Excerpted data:
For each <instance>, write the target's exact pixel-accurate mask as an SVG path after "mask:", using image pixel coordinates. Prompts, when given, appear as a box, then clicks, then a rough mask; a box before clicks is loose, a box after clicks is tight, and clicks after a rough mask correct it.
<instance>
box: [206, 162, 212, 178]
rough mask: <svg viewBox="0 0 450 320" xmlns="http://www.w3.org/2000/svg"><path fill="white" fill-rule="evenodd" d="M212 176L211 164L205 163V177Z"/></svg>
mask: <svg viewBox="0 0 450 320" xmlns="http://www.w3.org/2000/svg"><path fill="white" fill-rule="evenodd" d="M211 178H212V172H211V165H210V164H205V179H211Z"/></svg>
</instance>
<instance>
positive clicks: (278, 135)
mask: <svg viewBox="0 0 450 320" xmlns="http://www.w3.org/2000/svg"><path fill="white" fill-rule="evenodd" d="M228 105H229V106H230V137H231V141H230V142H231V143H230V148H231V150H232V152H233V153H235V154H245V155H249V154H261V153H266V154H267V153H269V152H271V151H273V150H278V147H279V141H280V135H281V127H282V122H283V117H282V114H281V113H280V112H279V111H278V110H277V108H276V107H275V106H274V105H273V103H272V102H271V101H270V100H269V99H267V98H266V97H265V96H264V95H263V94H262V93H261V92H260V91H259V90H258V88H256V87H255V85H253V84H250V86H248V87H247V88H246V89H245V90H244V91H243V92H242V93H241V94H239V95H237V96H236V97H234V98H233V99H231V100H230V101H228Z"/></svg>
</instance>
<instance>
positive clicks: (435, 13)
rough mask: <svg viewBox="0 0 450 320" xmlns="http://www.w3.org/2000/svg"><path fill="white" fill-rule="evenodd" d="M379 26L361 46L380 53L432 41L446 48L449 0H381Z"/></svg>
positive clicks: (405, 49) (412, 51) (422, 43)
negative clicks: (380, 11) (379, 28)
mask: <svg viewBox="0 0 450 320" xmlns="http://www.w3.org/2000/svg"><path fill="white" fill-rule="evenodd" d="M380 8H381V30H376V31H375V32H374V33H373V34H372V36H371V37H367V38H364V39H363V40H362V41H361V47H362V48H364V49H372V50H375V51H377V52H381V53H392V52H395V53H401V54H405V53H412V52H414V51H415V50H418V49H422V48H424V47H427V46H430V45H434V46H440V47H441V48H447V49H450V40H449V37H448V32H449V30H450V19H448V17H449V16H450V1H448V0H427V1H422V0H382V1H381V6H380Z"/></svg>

Work to be completed: Rewrite the listing from its first line through the line containing "positive clicks: (405, 49)", changing every "rough mask" to "coarse mask" and keeping all else the same. Return only those lines.

Expected answer:
For each <instance>, write the target's exact pixel-accurate mask as an SVG path after "mask:", using image pixel coordinates. Prompts, when given, appear as a box, then clicks, then a coarse mask; a box before clicks is loose, a box after clicks is tight, and clicks after a coarse mask correct it.
<instance>
box: [206, 162, 212, 178]
coarse mask: <svg viewBox="0 0 450 320" xmlns="http://www.w3.org/2000/svg"><path fill="white" fill-rule="evenodd" d="M212 176L211 164L205 163V177Z"/></svg>
mask: <svg viewBox="0 0 450 320" xmlns="http://www.w3.org/2000/svg"><path fill="white" fill-rule="evenodd" d="M211 178H212V172H211V165H210V164H205V179H211Z"/></svg>
</instance>
<instance>
positive clicks: (278, 135)
mask: <svg viewBox="0 0 450 320" xmlns="http://www.w3.org/2000/svg"><path fill="white" fill-rule="evenodd" d="M228 105H229V106H230V137H231V141H230V142H231V143H230V148H231V150H232V152H233V153H235V154H245V155H249V154H261V153H266V154H267V153H269V152H271V151H273V150H278V147H279V141H280V135H281V127H282V122H283V117H282V114H281V113H280V112H279V111H278V110H277V108H276V107H275V106H274V105H273V103H272V102H271V101H270V100H269V99H267V98H266V97H265V96H264V95H263V94H262V93H261V92H260V91H259V90H258V88H256V87H255V85H253V84H250V86H248V87H247V88H246V89H245V90H244V91H243V92H242V93H241V94H239V95H237V96H236V97H234V98H233V99H231V100H230V101H228Z"/></svg>
</instance>
<instance>
positive clicks: (435, 13)
coarse mask: <svg viewBox="0 0 450 320" xmlns="http://www.w3.org/2000/svg"><path fill="white" fill-rule="evenodd" d="M379 26L361 46L380 53L432 41L446 48L449 0H381Z"/></svg>
positive clicks: (405, 49) (412, 51) (422, 43)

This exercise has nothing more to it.